» **Records for the task**:
================

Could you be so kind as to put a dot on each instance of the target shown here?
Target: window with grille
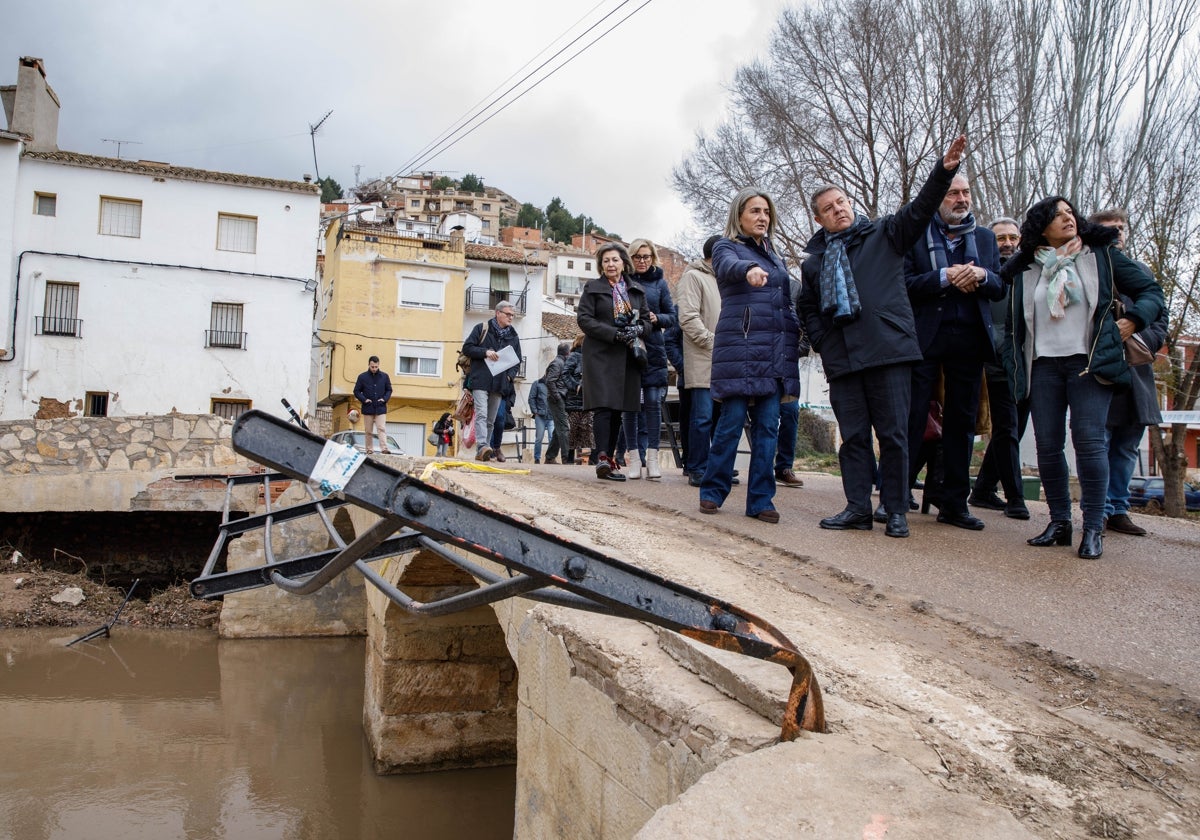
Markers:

================

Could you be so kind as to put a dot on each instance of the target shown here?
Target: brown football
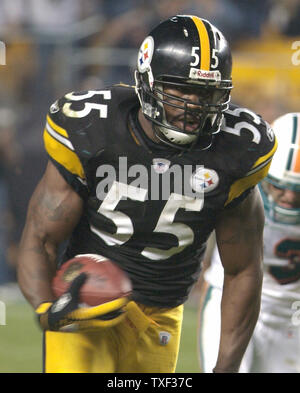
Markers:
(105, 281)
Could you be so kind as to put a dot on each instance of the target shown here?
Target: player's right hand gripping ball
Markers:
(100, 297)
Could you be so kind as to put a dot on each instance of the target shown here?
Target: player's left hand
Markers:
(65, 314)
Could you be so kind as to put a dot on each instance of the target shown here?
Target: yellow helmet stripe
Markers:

================

» **Short task**:
Pick out each line of the items above that contains the string "player", and copy those lines. Letter case matters.

» **Answer below**:
Target: player's right hand gripping ball
Target: player's left hand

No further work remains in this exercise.